所示材料.
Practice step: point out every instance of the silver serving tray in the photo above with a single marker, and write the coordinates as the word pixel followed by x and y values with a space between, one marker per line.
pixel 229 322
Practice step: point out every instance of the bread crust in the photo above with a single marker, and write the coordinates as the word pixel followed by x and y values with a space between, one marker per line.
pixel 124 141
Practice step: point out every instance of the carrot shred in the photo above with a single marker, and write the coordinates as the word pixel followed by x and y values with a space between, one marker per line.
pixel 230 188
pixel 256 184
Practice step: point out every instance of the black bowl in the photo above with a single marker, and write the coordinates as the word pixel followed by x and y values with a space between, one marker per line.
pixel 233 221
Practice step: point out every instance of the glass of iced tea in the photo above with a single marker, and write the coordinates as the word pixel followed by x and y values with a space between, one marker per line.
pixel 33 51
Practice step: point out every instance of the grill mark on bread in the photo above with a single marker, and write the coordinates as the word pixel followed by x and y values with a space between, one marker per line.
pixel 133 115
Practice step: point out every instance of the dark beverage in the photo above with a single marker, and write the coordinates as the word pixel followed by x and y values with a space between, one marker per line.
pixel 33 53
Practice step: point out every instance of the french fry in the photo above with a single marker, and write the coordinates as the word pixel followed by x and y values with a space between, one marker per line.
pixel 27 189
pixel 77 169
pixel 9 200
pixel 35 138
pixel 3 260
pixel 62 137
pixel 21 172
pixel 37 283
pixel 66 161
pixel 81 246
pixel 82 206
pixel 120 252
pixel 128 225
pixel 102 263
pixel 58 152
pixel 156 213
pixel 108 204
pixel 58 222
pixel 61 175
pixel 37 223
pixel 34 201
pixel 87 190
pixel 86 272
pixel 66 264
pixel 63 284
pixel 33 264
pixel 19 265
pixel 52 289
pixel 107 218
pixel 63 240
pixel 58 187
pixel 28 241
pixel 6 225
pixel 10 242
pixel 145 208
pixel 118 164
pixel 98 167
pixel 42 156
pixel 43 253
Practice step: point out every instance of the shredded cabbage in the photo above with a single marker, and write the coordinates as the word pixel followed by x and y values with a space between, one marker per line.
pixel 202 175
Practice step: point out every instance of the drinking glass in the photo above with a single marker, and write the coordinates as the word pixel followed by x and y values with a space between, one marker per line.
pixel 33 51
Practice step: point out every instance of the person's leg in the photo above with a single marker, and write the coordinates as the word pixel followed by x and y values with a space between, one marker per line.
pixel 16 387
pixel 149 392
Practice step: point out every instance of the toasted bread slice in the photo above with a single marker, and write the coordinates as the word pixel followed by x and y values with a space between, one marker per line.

任务要求. 将以上材料从头至尾原样重录一遍，不得增删或改动任何字符。

问题解答.
Practice step: point out every instance of the silver serving tray in the photo above with a single marker, and write the coordinates as the word pixel followed by x and y values with a space between, one marker per line.
pixel 229 322
Practice step: point out every instance of the bread crust in the photo above with a single marker, and write the coordinates as the word pixel followed by x and y values with a space between, one marker per line.
pixel 124 141
Practice step: point out every instance of the carrot shred in the photo above with a single marker, and write the coordinates as the word pixel followed by x and y values with a space between, one marker per line.
pixel 230 188
pixel 256 184
Practice step: point out every instance of the black bowl in the photo above with a single marker, and write the coordinates as the word pixel followed by x and y values with a space between, one marker per line.
pixel 233 221
Practice step: point out every instance of the glass of iced tea in the photo above with a single marker, and write the coordinates as the word pixel followed by x and y values with a space between, one marker per line.
pixel 33 51
Practice step: point out every instance of the grill mark on bread in the photo above with a single marker, and write the coordinates as the word pixel followed by x and y values with a space between, one marker per line.
pixel 133 115
Practice step: point out every instance of the dark beverage in the photo above with a single marker, and write the coordinates as the word pixel followed by x and y values with a space between, one marker per line.
pixel 33 53
Practice step: point out every instance of the french fry in the photo above with a single marker, and write the coordinates as the word pixel followed by x and y values with a space between, one marker per line.
pixel 27 189
pixel 77 169
pixel 9 200
pixel 35 138
pixel 3 260
pixel 62 137
pixel 21 172
pixel 37 283
pixel 66 161
pixel 81 246
pixel 82 206
pixel 120 252
pixel 128 225
pixel 102 263
pixel 58 152
pixel 156 213
pixel 108 204
pixel 58 222
pixel 61 175
pixel 37 223
pixel 34 201
pixel 87 190
pixel 86 272
pixel 66 264
pixel 63 284
pixel 33 264
pixel 19 265
pixel 52 289
pixel 107 218
pixel 63 240
pixel 58 187
pixel 28 241
pixel 6 225
pixel 10 242
pixel 145 208
pixel 118 164
pixel 98 167
pixel 42 156
pixel 43 253
Practice step: point out every instance of the shredded cabbage in the photo above with a single marker, and write the coordinates as the word pixel followed by x and y values with a space between, one marker per line.
pixel 202 175
Practice step: point out every instance of the drinking glass in the photo above with a single marker, and write the coordinates as the word pixel followed by x and y values with a space between, one marker per line.
pixel 33 51
Practice step: point out every instance of the person's leg in the photo above with a single marker, and write the coordinates as the word pixel followed by x and y values with a space between, one marker per line.
pixel 16 387
pixel 149 392
Practice step: point out every instance of the toasted bread slice in the photo above with a single marker, and write the coordinates as the word pixel followed by x and y values with a space between, one marker per line.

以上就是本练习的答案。